Directive: Print each line exactly as it is given.

** BEGIN Exercise material **

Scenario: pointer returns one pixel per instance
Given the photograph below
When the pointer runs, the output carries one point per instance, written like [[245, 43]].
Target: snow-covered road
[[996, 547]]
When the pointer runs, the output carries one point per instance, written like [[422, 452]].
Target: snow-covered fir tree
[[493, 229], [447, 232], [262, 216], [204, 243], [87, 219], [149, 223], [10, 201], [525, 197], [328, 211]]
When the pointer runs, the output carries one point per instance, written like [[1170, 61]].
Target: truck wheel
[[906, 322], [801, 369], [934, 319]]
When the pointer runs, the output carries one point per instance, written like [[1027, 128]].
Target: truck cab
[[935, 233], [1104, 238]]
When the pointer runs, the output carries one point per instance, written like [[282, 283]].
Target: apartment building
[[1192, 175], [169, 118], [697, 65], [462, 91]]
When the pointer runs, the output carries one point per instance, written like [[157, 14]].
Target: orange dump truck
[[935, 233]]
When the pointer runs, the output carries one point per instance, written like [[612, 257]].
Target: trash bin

** END Exercise material **

Problem solution:
Scenario: pointer returns one pixel per instance
Given the photograph below
When the pointer runs, the output carries one point per instance, written like [[245, 43]].
Target: snow-covered road
[[996, 547]]
When the pointer runs, the output carries one point per instance, written like [[422, 452]].
Target: snow-covered fir tree
[[493, 229], [447, 232], [262, 216], [204, 243], [87, 219], [149, 223], [10, 201], [525, 197], [328, 211]]
When the pointer runs, the output carries one point per instance, written like [[1170, 61]].
Target: truck wheel
[[906, 322], [801, 369], [934, 319]]
When the pointer runs, the output carries one point per instance, written like [[1027, 128]].
Target: truck cab
[[935, 233], [1104, 238]]
When the pointer runs, the output carries one point per instance, written like [[282, 283]].
Target: apartment building
[[1192, 175], [169, 118], [697, 65], [462, 91]]
When the pointer runs, the output carries one point per instance, written like [[157, 14]].
Target: orange dump truck
[[935, 233]]
When the pointer runs, the output carries one point per instance, written like [[612, 257]].
Target: trash bin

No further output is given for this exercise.